# START OF Stored rows

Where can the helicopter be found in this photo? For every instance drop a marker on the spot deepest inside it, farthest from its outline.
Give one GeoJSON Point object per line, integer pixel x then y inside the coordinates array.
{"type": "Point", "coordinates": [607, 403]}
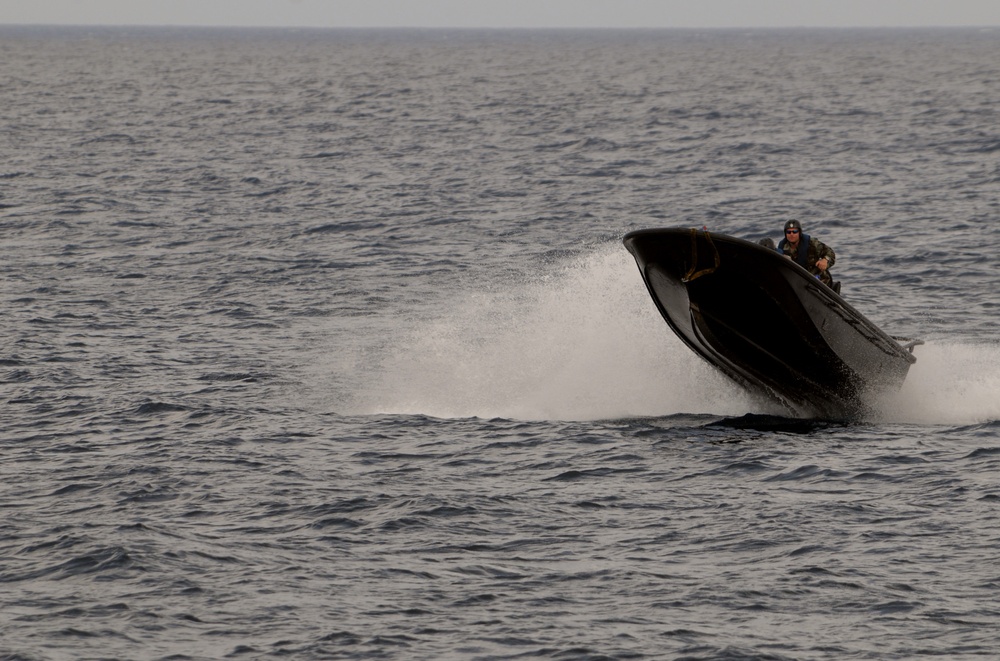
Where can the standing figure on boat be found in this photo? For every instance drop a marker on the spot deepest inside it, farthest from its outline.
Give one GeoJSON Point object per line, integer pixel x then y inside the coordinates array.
{"type": "Point", "coordinates": [812, 254]}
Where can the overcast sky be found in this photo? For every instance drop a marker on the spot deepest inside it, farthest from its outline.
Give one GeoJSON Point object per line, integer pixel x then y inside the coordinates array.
{"type": "Point", "coordinates": [507, 13]}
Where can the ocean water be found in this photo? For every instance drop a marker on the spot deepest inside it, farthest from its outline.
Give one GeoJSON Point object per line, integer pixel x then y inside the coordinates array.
{"type": "Point", "coordinates": [323, 345]}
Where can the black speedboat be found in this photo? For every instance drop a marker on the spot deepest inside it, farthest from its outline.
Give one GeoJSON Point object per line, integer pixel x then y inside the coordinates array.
{"type": "Point", "coordinates": [767, 323]}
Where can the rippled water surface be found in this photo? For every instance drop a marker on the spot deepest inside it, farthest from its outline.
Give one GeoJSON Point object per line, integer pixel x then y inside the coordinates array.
{"type": "Point", "coordinates": [324, 345]}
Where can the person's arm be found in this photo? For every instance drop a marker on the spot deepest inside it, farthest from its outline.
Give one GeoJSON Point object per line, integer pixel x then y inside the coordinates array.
{"type": "Point", "coordinates": [826, 254]}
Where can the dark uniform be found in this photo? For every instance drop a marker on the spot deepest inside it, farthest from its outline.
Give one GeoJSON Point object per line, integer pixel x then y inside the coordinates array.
{"type": "Point", "coordinates": [815, 250]}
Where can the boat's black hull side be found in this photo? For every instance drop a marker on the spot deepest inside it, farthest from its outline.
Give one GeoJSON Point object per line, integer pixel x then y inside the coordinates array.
{"type": "Point", "coordinates": [767, 323]}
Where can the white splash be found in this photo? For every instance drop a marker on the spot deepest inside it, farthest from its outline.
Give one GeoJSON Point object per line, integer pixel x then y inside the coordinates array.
{"type": "Point", "coordinates": [581, 342]}
{"type": "Point", "coordinates": [950, 384]}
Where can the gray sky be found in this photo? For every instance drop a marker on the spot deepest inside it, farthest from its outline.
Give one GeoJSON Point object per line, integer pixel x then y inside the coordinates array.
{"type": "Point", "coordinates": [507, 13]}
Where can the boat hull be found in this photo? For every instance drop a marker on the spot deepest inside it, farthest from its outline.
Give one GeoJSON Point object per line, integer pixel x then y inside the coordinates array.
{"type": "Point", "coordinates": [768, 324]}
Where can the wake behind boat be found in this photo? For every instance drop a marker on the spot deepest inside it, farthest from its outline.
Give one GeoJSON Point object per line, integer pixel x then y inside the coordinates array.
{"type": "Point", "coordinates": [768, 324]}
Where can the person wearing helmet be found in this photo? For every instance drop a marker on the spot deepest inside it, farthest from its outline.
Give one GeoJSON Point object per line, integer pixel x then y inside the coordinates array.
{"type": "Point", "coordinates": [812, 254]}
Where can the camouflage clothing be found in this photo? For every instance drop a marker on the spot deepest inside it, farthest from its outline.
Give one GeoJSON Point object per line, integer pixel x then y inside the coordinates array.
{"type": "Point", "coordinates": [816, 251]}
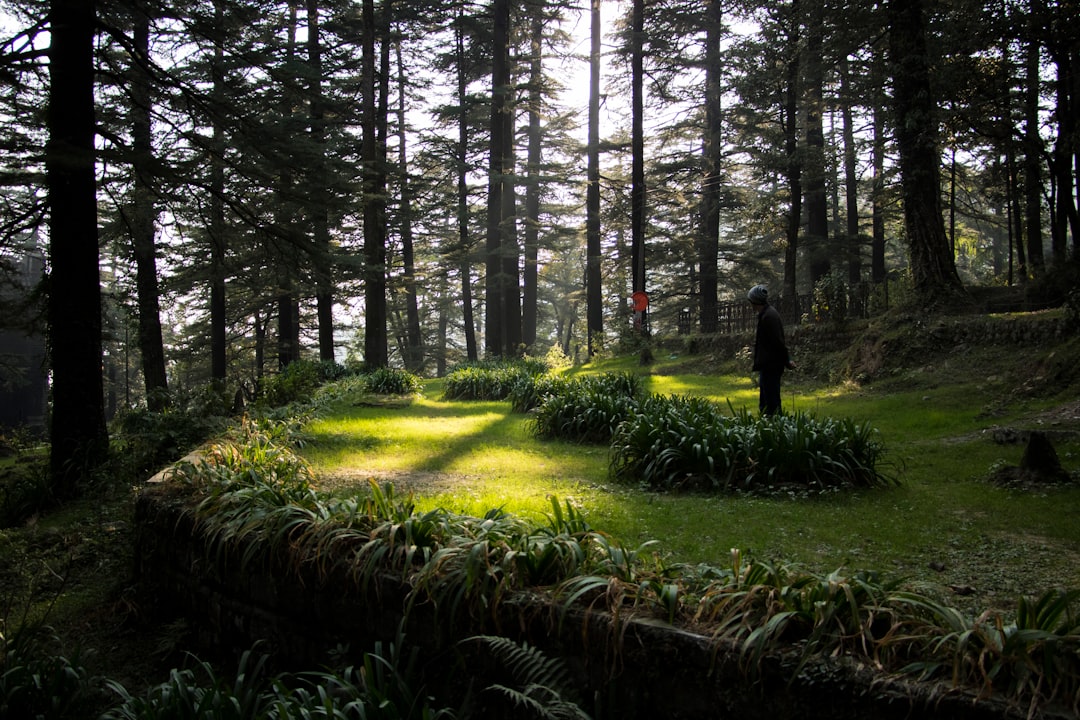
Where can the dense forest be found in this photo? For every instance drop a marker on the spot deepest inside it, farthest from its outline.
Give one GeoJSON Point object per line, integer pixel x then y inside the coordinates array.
{"type": "Point", "coordinates": [220, 188]}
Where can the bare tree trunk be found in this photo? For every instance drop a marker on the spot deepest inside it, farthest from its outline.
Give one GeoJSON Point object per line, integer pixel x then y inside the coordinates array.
{"type": "Point", "coordinates": [817, 241]}
{"type": "Point", "coordinates": [78, 431]}
{"type": "Point", "coordinates": [713, 151]}
{"type": "Point", "coordinates": [594, 296]}
{"type": "Point", "coordinates": [877, 244]}
{"type": "Point", "coordinates": [414, 355]}
{"type": "Point", "coordinates": [1033, 161]}
{"type": "Point", "coordinates": [318, 198]}
{"type": "Point", "coordinates": [375, 226]}
{"type": "Point", "coordinates": [144, 223]}
{"type": "Point", "coordinates": [794, 164]}
{"type": "Point", "coordinates": [933, 270]}
{"type": "Point", "coordinates": [464, 243]}
{"type": "Point", "coordinates": [638, 190]}
{"type": "Point", "coordinates": [495, 337]}
{"type": "Point", "coordinates": [218, 335]}
{"type": "Point", "coordinates": [850, 191]}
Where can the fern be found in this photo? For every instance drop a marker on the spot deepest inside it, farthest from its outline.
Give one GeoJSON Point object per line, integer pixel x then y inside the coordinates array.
{"type": "Point", "coordinates": [541, 682]}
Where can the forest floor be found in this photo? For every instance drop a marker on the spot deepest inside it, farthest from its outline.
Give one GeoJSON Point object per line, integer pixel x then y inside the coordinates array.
{"type": "Point", "coordinates": [77, 565]}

# END OF Stored rows

**Exercise details:** Rewrite every line in the stretch from the line containing "Where can the forest" through the end of the items, shifting each x and y coordinate in the answers by -37 and leaving all other text unchanged.

**Answer to this task:**
Where can the forest floor be found in this photo? For every instance drop a marker on the spot deepest inside it, farthest from its outline.
Give one GeoJSON Point object per line, integer pixel x then y inside the coordinates array.
{"type": "Point", "coordinates": [40, 528]}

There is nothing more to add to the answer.